● **What to produce**: Work through the entries below and show every line in which "roof" is found.

● **Dataset extract**:
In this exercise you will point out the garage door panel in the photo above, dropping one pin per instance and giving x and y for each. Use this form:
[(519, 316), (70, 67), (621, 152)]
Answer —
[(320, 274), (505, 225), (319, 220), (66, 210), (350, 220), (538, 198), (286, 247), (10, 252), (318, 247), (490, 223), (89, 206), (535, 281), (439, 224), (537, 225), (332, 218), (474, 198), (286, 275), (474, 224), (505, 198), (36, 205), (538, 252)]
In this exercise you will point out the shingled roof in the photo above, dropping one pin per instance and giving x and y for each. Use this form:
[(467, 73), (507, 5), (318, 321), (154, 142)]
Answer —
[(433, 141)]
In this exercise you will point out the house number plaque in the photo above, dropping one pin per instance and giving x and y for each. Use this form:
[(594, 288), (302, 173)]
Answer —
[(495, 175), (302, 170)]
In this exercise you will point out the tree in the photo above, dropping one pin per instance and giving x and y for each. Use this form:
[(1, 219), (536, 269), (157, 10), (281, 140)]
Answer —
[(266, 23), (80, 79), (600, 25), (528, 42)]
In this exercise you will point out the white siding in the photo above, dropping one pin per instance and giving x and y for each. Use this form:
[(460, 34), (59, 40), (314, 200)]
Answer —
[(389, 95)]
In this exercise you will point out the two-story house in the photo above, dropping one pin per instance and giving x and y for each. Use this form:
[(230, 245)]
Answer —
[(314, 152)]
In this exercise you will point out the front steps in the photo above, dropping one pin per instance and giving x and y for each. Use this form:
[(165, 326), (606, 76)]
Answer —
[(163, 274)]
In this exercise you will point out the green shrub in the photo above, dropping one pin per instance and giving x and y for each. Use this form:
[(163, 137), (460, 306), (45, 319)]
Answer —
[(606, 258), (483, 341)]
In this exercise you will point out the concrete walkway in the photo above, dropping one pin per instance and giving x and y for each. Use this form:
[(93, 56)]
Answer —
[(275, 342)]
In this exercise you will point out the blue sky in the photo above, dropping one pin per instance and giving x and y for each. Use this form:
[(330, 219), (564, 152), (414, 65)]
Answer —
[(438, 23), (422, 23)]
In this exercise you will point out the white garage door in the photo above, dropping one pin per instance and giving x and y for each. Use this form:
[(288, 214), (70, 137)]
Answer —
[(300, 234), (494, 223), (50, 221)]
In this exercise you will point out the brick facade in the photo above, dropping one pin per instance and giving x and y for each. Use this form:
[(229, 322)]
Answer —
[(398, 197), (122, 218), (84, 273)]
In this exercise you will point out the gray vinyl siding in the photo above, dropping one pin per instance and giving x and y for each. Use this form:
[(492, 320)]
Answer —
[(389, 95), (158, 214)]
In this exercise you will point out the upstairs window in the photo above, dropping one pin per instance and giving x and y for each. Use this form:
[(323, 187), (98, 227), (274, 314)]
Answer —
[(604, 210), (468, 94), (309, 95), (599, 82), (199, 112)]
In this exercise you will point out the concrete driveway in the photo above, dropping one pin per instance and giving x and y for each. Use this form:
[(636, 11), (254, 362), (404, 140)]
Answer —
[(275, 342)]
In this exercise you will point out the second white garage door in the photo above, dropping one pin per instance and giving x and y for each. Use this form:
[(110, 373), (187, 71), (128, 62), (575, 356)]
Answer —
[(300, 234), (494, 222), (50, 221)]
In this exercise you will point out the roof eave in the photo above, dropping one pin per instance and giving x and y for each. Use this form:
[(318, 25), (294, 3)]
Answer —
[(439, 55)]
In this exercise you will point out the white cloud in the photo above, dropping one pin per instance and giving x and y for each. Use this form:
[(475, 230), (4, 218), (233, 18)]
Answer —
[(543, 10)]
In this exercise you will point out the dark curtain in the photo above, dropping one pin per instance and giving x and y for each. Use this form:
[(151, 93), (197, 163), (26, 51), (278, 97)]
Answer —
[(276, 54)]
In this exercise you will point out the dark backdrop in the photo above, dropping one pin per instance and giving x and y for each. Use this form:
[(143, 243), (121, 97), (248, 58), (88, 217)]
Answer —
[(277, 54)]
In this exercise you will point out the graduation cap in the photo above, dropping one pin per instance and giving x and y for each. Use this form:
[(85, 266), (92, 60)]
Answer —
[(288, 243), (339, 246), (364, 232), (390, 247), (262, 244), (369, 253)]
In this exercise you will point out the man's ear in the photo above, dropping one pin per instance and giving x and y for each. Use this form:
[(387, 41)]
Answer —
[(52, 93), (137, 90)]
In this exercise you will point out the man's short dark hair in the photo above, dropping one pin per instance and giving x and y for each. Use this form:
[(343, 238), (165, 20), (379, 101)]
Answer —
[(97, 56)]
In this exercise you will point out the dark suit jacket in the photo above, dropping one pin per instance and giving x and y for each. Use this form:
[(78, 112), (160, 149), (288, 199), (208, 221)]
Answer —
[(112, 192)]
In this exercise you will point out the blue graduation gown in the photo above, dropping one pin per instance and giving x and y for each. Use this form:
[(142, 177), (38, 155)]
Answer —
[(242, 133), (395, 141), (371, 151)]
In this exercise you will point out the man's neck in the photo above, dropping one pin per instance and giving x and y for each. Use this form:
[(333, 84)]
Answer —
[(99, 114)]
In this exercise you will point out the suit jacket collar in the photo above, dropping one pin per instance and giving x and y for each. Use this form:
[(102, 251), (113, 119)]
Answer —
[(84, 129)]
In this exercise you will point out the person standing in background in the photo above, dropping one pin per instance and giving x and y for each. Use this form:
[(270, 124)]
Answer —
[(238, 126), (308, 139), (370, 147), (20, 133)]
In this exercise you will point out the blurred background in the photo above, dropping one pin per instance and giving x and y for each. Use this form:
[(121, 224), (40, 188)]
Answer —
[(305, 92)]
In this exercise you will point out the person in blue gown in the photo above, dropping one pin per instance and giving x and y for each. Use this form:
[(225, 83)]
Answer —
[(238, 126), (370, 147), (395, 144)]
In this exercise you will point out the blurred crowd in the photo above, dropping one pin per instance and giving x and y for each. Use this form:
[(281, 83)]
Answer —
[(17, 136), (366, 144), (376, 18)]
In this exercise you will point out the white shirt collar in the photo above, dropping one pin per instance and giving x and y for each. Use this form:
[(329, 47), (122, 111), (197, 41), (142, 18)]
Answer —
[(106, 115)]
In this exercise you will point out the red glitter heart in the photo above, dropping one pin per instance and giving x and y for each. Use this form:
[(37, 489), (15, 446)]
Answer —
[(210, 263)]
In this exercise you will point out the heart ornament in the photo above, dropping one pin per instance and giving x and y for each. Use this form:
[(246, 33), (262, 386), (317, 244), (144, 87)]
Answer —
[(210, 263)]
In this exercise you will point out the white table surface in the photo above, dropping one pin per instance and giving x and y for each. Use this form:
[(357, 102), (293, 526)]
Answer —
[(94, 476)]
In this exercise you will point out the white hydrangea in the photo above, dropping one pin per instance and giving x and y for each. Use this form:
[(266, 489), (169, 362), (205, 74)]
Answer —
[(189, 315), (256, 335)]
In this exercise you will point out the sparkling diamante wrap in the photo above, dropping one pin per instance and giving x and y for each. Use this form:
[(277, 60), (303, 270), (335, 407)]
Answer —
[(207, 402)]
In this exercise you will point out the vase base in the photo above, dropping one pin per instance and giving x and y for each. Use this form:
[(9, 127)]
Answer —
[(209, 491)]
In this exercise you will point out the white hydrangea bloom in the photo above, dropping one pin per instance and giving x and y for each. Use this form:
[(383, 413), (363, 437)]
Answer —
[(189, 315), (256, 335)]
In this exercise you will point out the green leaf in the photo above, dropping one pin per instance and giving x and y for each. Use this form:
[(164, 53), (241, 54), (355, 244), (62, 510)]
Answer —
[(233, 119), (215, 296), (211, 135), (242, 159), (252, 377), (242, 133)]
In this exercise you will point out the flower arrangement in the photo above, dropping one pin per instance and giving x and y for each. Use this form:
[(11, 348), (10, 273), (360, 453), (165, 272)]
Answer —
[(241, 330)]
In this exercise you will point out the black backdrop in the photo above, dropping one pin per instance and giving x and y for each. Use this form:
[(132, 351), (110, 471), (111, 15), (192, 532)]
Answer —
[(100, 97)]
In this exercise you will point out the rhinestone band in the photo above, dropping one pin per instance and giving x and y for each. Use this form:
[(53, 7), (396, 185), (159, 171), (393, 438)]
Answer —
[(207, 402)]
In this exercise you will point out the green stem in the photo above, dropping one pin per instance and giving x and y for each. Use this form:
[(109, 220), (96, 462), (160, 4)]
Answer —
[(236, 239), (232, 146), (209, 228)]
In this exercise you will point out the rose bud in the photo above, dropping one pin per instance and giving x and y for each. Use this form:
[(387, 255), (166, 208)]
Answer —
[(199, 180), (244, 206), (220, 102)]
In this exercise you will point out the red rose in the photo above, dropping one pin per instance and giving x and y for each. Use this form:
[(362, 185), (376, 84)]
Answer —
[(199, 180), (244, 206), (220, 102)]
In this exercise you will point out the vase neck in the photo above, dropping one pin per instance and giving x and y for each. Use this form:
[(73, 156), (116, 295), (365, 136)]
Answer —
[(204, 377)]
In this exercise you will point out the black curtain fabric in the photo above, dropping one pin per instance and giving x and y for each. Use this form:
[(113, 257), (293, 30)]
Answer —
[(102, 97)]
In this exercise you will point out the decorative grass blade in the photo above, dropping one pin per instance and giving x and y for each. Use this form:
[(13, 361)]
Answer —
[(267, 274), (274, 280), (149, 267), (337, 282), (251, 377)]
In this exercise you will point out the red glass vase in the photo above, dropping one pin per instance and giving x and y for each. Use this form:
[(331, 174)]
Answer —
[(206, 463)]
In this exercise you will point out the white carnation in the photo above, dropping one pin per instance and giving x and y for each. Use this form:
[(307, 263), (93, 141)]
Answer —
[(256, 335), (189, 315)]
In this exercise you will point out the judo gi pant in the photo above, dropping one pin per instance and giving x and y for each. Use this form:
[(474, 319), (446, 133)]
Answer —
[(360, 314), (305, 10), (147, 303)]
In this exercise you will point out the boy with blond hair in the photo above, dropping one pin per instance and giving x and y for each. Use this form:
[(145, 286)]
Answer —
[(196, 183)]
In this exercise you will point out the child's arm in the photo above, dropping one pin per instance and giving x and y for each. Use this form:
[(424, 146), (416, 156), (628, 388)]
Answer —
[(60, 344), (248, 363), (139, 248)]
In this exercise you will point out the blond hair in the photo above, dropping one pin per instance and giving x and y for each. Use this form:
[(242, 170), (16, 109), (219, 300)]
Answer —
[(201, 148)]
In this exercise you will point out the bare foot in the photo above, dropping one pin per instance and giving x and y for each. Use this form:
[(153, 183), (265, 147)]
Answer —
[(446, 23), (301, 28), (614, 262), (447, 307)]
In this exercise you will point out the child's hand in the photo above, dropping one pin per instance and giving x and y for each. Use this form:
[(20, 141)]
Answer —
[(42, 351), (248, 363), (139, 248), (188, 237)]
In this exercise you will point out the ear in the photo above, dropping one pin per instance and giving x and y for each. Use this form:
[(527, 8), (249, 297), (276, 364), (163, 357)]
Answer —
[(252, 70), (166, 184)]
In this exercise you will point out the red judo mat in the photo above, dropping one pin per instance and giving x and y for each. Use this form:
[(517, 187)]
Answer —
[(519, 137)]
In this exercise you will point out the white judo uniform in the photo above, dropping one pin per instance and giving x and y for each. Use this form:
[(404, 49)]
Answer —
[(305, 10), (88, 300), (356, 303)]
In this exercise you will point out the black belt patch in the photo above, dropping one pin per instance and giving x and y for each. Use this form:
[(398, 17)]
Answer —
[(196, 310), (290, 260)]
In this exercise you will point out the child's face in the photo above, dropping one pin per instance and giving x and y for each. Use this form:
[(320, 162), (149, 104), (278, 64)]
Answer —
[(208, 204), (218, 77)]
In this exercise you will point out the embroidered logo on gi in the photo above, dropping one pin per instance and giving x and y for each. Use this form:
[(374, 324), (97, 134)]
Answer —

● **Result for this task**:
In this exercise you will point out the shingled roof in the photo above, dropping one pin per instance and giving x and y for each. Use this form:
In this exercise you will point out the roof eave in the photo above, dropping one pin per instance and giving x and y for each. Use this form:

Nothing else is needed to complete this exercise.